▶ [FRAGMENTO DE PÁGINA]

* * *

Un resema es una crítica literaria que aspira a ser también poética. Tal vez esta vez no haya construido un verdadero poema. O tal vez sí. La lectura de este libro me ha conmovido, y no he querido modificar mis notas para transformarlas en una reseña tradicional. Por eso la incluyo en mis "resemas".
Mónica
Manrique de Lara, La
leña, Centro
editor, Colección
interlunio, Madrid 2022
Libro que brilla en cada página
porque va desde lo material hacia la sublimación,
a través de espejos y signos que quieren ser esperanza: en
mis brazos se gestan las alas /aunque la tierra las busque hacia
dentro.
Mónica
Manrique de Lara es poeta-demiurgo, transformadora de lodos
y de simas
que aspiran a hacerse comienzo contra el vacío
prometido.
Los
sentidos son filtros o tules
que desembocan en la palabra como meta irrefrenable (ciega
y sorda lo escribo)
pero atravesando el dolor de la ausencia y la sinrazón
de la soledad que vuelve absurda la existencia e impide la cabal
interpretación
del mundo.

* * *

▶ [INSTRUCCIÓN ESCRITA]
Copia entera la reseña sobre el libro La leña, sin cambiar ni una letra.

* * *

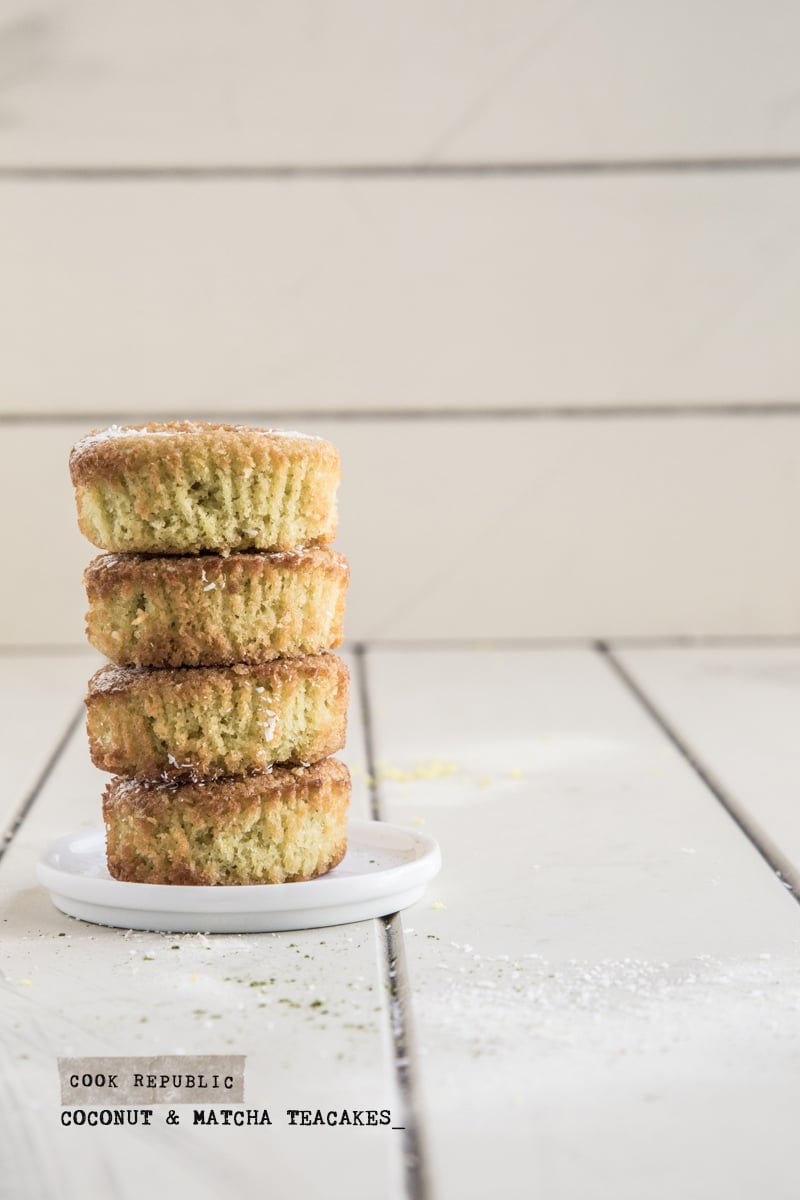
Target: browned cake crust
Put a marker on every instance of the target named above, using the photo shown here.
(276, 828)
(181, 487)
(205, 723)
(212, 610)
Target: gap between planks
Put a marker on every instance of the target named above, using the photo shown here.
(41, 780)
(415, 1159)
(773, 856)
(415, 169)
(677, 411)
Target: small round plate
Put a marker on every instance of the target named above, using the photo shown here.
(384, 870)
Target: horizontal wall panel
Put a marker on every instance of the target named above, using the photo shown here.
(510, 528)
(397, 295)
(221, 82)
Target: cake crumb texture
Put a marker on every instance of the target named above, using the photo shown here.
(205, 723)
(282, 827)
(214, 610)
(186, 486)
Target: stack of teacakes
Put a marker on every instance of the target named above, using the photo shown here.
(217, 606)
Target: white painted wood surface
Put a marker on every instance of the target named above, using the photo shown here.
(516, 528)
(606, 976)
(738, 709)
(40, 694)
(74, 989)
(229, 82)
(398, 294)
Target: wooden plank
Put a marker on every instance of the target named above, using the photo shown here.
(498, 528)
(76, 989)
(737, 709)
(233, 83)
(599, 1011)
(400, 295)
(38, 697)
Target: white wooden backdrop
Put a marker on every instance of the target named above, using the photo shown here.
(534, 267)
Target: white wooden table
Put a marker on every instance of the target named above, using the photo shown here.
(600, 996)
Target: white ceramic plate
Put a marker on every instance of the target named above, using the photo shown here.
(384, 870)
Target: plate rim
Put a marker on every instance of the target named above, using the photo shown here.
(319, 893)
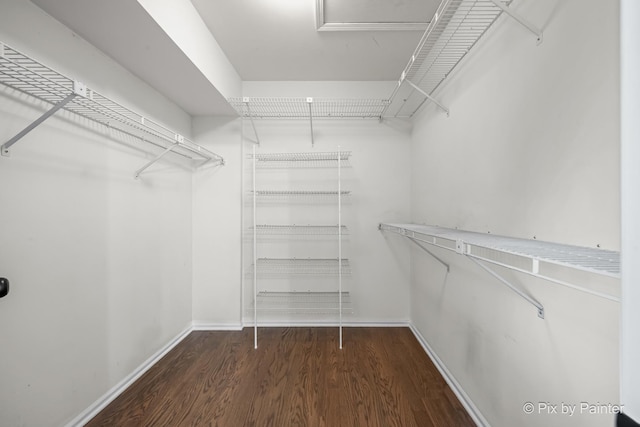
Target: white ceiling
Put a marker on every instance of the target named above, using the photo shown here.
(378, 11)
(124, 30)
(278, 40)
(265, 40)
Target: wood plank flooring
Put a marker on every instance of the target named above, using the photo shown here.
(296, 377)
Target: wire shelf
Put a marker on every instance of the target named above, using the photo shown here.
(301, 267)
(592, 260)
(456, 28)
(28, 76)
(304, 303)
(302, 160)
(299, 230)
(300, 193)
(305, 108)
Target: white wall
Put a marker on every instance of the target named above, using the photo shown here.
(630, 154)
(99, 263)
(217, 204)
(379, 182)
(531, 149)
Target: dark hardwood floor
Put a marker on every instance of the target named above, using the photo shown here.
(296, 377)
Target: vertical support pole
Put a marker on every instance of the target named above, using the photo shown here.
(340, 244)
(309, 102)
(255, 255)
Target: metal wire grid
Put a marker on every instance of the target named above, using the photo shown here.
(299, 193)
(455, 29)
(282, 267)
(308, 160)
(594, 260)
(302, 108)
(307, 303)
(299, 230)
(30, 77)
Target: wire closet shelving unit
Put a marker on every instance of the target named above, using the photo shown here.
(307, 109)
(28, 76)
(523, 255)
(311, 301)
(454, 30)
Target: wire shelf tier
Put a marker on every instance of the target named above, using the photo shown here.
(303, 160)
(300, 193)
(299, 230)
(455, 29)
(592, 260)
(28, 76)
(304, 303)
(305, 108)
(301, 267)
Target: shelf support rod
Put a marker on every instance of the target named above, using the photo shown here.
(5, 147)
(417, 243)
(255, 131)
(158, 157)
(255, 250)
(429, 97)
(310, 101)
(519, 19)
(339, 242)
(515, 289)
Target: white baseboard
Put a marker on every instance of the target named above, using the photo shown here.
(85, 416)
(466, 401)
(312, 324)
(205, 326)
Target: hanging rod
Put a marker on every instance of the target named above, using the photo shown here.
(26, 75)
(307, 108)
(527, 255)
(455, 29)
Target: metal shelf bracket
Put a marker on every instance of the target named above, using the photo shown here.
(155, 159)
(79, 89)
(434, 256)
(426, 95)
(537, 32)
(255, 131)
(511, 286)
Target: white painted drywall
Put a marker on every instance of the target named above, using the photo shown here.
(379, 182)
(217, 199)
(99, 263)
(531, 149)
(630, 157)
(181, 21)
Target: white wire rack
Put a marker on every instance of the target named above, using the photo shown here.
(455, 29)
(305, 108)
(304, 303)
(299, 230)
(524, 255)
(301, 267)
(302, 160)
(26, 75)
(271, 197)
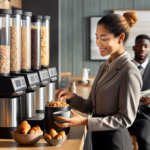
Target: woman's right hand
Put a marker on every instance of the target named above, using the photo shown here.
(64, 94)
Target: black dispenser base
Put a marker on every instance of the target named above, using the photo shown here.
(38, 120)
(5, 132)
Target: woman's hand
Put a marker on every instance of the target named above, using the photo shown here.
(64, 94)
(76, 120)
(145, 100)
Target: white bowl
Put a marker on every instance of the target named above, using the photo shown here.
(55, 142)
(65, 114)
(26, 139)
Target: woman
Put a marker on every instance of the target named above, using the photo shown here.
(115, 93)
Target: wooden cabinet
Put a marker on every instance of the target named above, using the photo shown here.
(5, 4)
(16, 3)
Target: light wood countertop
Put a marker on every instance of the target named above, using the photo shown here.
(75, 139)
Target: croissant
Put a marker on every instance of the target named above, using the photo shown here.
(35, 130)
(47, 136)
(61, 135)
(24, 127)
(53, 133)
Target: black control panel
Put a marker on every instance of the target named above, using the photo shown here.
(52, 73)
(10, 85)
(32, 79)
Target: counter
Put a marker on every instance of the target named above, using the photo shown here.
(75, 139)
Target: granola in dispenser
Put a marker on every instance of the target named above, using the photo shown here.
(44, 46)
(4, 59)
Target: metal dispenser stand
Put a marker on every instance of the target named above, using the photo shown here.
(11, 88)
(51, 85)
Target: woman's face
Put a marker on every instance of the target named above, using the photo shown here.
(106, 41)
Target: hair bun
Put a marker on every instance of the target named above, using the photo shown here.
(131, 18)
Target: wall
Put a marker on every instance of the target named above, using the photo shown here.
(75, 30)
(47, 7)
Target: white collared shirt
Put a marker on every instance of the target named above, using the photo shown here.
(143, 65)
(111, 65)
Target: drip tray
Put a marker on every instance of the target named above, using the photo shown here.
(39, 116)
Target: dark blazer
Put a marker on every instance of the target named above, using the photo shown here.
(116, 96)
(146, 85)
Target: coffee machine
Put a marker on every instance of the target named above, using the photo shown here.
(11, 89)
(40, 103)
(51, 85)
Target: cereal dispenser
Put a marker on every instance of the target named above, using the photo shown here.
(36, 42)
(45, 51)
(15, 41)
(5, 41)
(26, 41)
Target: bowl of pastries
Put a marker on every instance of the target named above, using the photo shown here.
(54, 109)
(26, 135)
(65, 114)
(54, 138)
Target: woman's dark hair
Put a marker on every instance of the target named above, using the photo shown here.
(117, 24)
(142, 36)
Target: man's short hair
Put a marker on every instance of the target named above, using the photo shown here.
(142, 36)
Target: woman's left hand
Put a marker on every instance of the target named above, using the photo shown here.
(76, 120)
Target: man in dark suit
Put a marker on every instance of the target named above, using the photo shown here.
(141, 125)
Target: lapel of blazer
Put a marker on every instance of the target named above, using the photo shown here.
(97, 79)
(147, 70)
(112, 73)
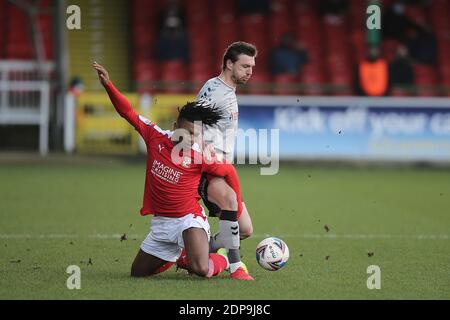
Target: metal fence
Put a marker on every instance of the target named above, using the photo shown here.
(25, 95)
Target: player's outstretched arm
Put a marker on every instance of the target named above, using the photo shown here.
(121, 104)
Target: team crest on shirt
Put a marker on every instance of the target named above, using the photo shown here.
(186, 162)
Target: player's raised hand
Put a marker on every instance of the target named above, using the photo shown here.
(102, 73)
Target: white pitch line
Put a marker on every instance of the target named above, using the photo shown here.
(302, 236)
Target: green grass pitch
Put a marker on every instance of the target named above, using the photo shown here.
(53, 215)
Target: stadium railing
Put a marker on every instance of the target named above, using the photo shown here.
(25, 95)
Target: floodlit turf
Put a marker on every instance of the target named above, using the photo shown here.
(53, 215)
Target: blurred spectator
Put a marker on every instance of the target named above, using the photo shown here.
(422, 45)
(333, 7)
(253, 6)
(373, 77)
(395, 22)
(401, 72)
(172, 15)
(288, 57)
(172, 42)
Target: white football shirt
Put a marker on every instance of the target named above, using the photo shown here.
(223, 134)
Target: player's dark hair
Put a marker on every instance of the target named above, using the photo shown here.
(237, 48)
(199, 111)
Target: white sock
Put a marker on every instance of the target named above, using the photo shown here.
(234, 266)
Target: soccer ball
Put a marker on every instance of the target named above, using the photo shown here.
(272, 254)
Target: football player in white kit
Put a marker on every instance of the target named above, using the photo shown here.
(220, 91)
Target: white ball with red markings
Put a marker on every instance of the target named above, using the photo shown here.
(272, 254)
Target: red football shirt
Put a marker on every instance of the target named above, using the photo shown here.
(170, 187)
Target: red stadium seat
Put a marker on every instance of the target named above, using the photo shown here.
(285, 84)
(259, 83)
(173, 74)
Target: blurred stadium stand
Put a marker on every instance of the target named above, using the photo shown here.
(334, 46)
(123, 34)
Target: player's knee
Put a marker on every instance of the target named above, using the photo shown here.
(230, 201)
(200, 269)
(137, 272)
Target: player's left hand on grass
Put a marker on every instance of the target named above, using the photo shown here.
(102, 73)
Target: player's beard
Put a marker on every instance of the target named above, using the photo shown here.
(241, 80)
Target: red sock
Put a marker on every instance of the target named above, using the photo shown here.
(217, 264)
(164, 267)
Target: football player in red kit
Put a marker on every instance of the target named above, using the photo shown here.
(173, 173)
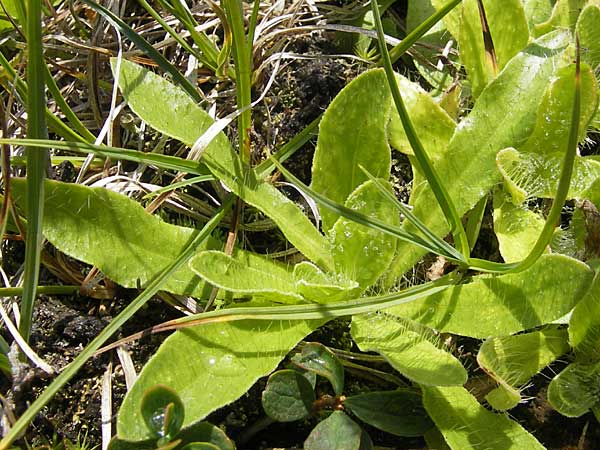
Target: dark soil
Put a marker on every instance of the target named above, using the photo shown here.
(63, 326)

* * *

▶ [RESPUESTA ESCRITA]
Un resema es una crítica literaria que aspira a ser también poética. Tal vez esta vez no haya construido un verdadero poema. O tal vez sí. La lectura de este libro me ha conmovido, y no he querido modificar mis notas para transformarlas en una reseña tradicional. Por eso la incluyo en mis "resemas".
Mónica
Manrique de Lara, La
leña, Centro
editor, Colección
interlunio, Madrid 2022
Libro que brilla en cada página
porque va desde lo material hacia la sublimación,
a través de espejos y signos que quieren ser esperanza: en
mis brazos se gestan las alas /aunque la tierra las busque hacia
dentro.
Mónica
Manrique de Lara es poeta-demiurgo, transformadora de lodos
y de simas
que aspiran a hacerse comienzo contra el vacío
prometido.
Los
sentidos son filtros o tules
que desembocan en la palabra como meta irrefrenable (ciega
y sorda lo escribo)
pero atravesando el dolor de la ausencia y la sinrazón
de la soledad que vuelve absurda la existencia e impide la cabal
interpretación
del mundo.